▸ **WHAT TO DO**
Return all the data, word for word.

▸ **EXERCISE MATERIAL**
------------------------------------------------
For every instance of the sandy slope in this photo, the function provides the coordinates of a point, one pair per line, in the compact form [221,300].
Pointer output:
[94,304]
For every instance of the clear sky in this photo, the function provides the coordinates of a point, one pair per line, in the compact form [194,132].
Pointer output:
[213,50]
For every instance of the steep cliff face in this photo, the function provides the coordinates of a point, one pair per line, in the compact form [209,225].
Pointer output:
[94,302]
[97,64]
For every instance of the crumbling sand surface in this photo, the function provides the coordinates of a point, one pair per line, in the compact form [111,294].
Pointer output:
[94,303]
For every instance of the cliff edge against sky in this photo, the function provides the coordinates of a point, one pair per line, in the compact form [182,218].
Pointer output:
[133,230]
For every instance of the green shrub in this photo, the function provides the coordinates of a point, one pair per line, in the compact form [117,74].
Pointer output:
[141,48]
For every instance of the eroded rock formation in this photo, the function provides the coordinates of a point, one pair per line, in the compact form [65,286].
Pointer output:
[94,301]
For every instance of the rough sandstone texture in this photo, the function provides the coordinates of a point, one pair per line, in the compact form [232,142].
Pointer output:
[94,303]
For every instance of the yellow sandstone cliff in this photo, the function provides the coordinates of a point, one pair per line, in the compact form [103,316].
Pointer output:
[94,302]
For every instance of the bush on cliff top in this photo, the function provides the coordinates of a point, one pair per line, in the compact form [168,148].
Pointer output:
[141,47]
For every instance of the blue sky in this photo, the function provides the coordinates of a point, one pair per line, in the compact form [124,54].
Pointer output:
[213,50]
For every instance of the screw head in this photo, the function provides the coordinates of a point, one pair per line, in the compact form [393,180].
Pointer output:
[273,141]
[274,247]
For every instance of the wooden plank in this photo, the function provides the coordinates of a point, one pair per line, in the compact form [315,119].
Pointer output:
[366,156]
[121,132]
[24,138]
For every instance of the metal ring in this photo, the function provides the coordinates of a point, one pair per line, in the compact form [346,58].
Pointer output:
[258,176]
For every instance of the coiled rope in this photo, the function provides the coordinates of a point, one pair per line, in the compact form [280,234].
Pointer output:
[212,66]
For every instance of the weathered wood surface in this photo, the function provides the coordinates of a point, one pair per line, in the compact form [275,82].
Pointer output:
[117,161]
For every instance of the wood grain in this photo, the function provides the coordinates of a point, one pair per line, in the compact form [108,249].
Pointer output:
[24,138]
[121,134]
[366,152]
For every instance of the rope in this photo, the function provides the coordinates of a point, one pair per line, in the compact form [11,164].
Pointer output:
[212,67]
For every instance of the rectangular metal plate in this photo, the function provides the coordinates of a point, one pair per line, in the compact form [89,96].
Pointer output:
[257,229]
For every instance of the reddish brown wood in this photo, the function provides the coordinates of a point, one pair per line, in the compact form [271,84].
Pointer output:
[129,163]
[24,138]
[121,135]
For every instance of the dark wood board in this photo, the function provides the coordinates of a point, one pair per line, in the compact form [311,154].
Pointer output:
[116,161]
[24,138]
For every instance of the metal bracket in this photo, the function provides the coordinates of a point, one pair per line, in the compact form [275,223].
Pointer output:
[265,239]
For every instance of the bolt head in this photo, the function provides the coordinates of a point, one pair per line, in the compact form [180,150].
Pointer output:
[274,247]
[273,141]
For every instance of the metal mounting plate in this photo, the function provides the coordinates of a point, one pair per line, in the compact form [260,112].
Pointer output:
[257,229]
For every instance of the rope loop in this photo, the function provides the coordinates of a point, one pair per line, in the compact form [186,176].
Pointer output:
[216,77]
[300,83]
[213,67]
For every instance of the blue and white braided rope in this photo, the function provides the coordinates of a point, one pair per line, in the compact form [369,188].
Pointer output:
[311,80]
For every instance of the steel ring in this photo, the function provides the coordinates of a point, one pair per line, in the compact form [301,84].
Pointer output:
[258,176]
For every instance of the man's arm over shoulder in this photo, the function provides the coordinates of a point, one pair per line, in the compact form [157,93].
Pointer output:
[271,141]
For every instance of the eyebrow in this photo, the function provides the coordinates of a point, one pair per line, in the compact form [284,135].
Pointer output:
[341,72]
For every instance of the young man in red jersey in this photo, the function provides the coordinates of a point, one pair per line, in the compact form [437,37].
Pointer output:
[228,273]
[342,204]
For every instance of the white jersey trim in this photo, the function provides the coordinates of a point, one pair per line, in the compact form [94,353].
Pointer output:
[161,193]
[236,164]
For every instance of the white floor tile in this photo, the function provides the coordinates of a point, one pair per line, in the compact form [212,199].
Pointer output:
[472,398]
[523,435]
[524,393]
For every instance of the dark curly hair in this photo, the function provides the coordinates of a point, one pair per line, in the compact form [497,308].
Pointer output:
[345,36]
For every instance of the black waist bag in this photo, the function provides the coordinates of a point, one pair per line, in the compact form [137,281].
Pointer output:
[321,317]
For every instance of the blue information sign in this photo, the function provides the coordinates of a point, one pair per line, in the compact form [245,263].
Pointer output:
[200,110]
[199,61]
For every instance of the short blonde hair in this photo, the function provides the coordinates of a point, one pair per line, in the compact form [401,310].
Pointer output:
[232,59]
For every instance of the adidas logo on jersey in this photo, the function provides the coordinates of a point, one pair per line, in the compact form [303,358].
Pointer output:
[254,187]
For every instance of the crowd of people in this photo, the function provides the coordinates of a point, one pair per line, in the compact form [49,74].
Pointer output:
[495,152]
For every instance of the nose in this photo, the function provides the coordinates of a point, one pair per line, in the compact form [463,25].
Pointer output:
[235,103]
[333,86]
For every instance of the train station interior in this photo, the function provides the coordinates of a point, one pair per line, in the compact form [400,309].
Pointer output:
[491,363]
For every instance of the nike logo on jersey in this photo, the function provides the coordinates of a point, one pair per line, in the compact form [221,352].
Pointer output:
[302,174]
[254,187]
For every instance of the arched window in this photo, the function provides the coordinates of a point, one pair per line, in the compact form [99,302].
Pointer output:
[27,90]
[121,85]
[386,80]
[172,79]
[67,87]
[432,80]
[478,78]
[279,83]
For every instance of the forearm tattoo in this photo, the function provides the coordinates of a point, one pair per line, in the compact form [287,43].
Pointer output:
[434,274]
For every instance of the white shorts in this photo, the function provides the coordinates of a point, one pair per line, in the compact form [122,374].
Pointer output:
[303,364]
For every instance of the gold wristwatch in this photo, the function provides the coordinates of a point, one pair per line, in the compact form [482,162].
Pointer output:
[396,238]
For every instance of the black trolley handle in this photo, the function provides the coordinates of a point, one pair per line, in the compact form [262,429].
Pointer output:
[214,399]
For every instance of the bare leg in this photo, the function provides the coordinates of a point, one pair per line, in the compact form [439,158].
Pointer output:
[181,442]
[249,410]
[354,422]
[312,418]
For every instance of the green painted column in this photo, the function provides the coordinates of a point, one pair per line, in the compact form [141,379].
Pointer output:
------------------------------------------------
▸ **FULL OUTPUT**
For every instance of the sandy slope in this photo, the function provides the coordinates of a point, one pair per line, in the compact form [221,300].
Pointer output:
[94,304]
For every instance of the clear sky in this photo, the function provides the coordinates of a point, one pair per line, in the compact form [194,132].
Pointer output:
[213,50]
For every instance of the steep cliff face in this photo, the function provides the coordinates of a point, one pair per line, in the compact form [209,225].
Pointer output:
[94,302]
[97,64]
For every instance of the crumbling sand surface in this photo, the function provides the coordinates of a point, one pair per line, in the compact form [111,294].
Pointer output:
[94,303]
For every instance of the cliff edge against sky in this photo, the function provides the coordinates of a point, one pair per line, in the compact form [182,218].
Pointer output:
[133,230]
For every instance of the green shrub in this photo, the function provides the coordinates of a point, one pair per line, in the compact form [117,74].
Pointer output:
[141,48]
For every instance of the eroded rock formation in this photo, the function provides the coordinates of a point, one pair per line, in the compact form [65,286].
Pointer output:
[94,301]
For every instance of the rough sandstone texture in this photo, the function provides the coordinates of a point, one pair per line, in the compact form [232,142].
Pointer output:
[94,303]
For every instance of the yellow sandstone cliff in this photo, the function provides the coordinates of a point, one pair per line, in the compact form [103,316].
Pointer output:
[94,302]
For every instance of the bush on cliff top in this photo, the function provides the coordinates of a point, one pair per line, in the compact form [168,148].
Pointer output:
[141,47]
For every instance of the blue sky in this photo, the function provides the coordinates of a point, one pair per line, in the compact form [124,54].
Pointer output:
[213,50]
For every instance of the screw head in this photo, the function provides the coordinates of a point, one pair per line, in the compact form [393,180].
Pointer output:
[273,141]
[274,247]
For every instance of the wooden plank in this photo, the function provides the coordinates of a point, one pair per line, in the compact form [315,119].
Pointer output:
[366,156]
[121,132]
[24,138]
For every instance of the metal ring in this photo, the function provides the coordinates of a point, one pair per line, in the compact form [346,58].
Pointer output:
[258,176]
For every instance of the coiled rope in this photo, the function provides the coordinates of a point, one pair per line, in the compact form [280,234].
Pointer output:
[212,66]
For every instance of the weathered wood surface in this photo, the function provides the coordinates of a point, one pair per line, in the compact form [275,82].
Pointer output:
[117,161]
For every instance of the wood grain in this photo, the function provides the coordinates of a point, one pair per line, in the compact form [108,249].
Pointer output:
[24,138]
[121,134]
[366,152]
For every instance of the rope in this photo, the function provides the coordinates of a point, one pair per line, in the compact form [11,164].
Pointer output:
[212,67]
For every instance of the rectangular metal plate in this photo, the function provides the coordinates of a point, one pair per line, in the compact form [89,96].
Pointer output:
[257,229]
For every instance of the reddish brown wood in this photo, the function provides the coordinates of a point, one pair per line, in the compact form [271,84].
Pointer output:
[129,163]
[24,138]
[121,135]
For every instance of the dark wood board in this photo, the function provides the coordinates of a point, one pair per line, in the compact form [311,154].
Pointer output:
[116,161]
[24,138]
For every instance of the metal bracket in this photo, the function provides the coordinates of a point, one pair per line, in the compact form [275,223].
Pointer output:
[265,239]
For every instance of the bolt head in this photo, the function provides the coordinates of a point, one pair per line, in the compact form [180,150].
Pointer output:
[274,247]
[273,141]
For every instance of the metal mounting plate in this photo, the function provides the coordinates of a point, one pair per line, in the compact form [260,112].
Pointer output:
[257,229]
For every instance of the rope loop in this photo, the function provides the coordinates of a point, one pair per line, in the compact form [186,176].
Pointer output:
[216,77]
[300,83]
[213,67]
For every instance of the blue and white braided rope in this photo, the function provides the coordinates of a point, one pair per line, in the compact form [369,188].
Pointer output:
[311,80]
For every instance of the steel ring in this photo, the function provides the coordinates of a point, one pair per line, in the compact form [301,84].
Pointer output:
[258,176]
For every instance of the man's arm over shoulder in this photo, the function provides the coordinates of a point, one pair per line, in the compact form [157,93].
Pointer output:
[271,141]
For every instance of the eyebrow in this photo, the function provides the coordinates of a point, one pair per line, in the compact form [284,135].
Pointer output:
[341,72]
For every instance of the young man in red jersey in this photo, the function provides the coordinates of a point, one pair per line, in the compact form [437,37].
Pointer output:
[228,273]
[342,204]
For every instance of the white jersey trim in this photo, the function provides the coordinates of a point, one pair per line, in the compact form [94,353].
Pointer output:
[161,193]
[236,164]
For every instance of the white floor tile in this photo, the function provides the coordinates of a point, one pair per line, in the compact form [212,199].
Pointer output:
[472,398]
[523,435]
[524,393]
For every instance of the dark curly hair in this photo, the function provides the coordinates of a point, one pair per line, in the compact form [497,308].
Pointer output:
[345,36]
For every instance of the black waist bag in this photo, the function provides the coordinates of a point, one pair per line, in the compact form [137,281].
Pointer output:
[321,317]
For every instance of the blue information sign in this photo, the function provides the coordinates of a point, one pair per line, in the compact form [245,263].
Pointer output:
[200,110]
[199,61]
For every instance of the short blonde hair in this photo, the function provides the coordinates of a point, one pair per line, in the compact form [401,310].
Pointer output:
[232,59]
For every instance of the adidas logo on jersey in this photo, the function provides the coordinates of a point, one pair per line, in the compact form [303,358].
Pointer output:
[254,187]
For every instance of the crowd of people in this photo, the function provides the coordinates of a point, one pair per line, in the compact form [49,74].
Pointer output:
[495,152]
For every instance of the nose in this photo, the function provides the coordinates of a point, one pair per line, in the compact form [463,25].
Pointer output:
[235,103]
[333,86]
For every instance of the train station interior in this photo, the function provides the coordinates of a point, one pair per line, in the compact form [400,309].
Pointer output:
[491,363]
For every instance of the nike logo on jersey in this photo, the function provides the coordinates of a point, one pair per line, in the compact form [221,352].
Pointer output:
[302,174]
[254,187]
For every instance of the arched window in this photo, the function provides the coordinates of a point, one pair per line, in the compact form [99,302].
Pointer output:
[27,90]
[121,85]
[386,80]
[172,79]
[67,87]
[432,80]
[478,78]
[279,83]
For every instance of the forearm tattoo in this photo, the function provides the coordinates of a point, one pair per line, in the compact form [287,43].
Pointer output:
[434,274]
For every instance of the white shorts in this photo, the function provides the coordinates of a point, one pair per line, in the compact form [122,374].
Pointer output:
[303,364]
For every instance of the gold wristwatch in this photo, the function provides the coordinates of a point, one pair per line, in the compact form [482,162].
Pointer output:
[396,238]
For every instance of the black trolley handle in this photo, the function provides the coordinates of a point, one pair per line, in the compact form [262,429].
Pointer output:
[214,399]
For every instance of the bare leg in this photo, the function provides the coordinates of a point, one pair per line, in the compact form [439,158].
Pointer output:
[181,442]
[249,410]
[354,422]
[312,418]
For every instance of the green painted column in this photo, the function provides the coordinates of a point, one pair per line, in the compact form [141,379].
Pointer output:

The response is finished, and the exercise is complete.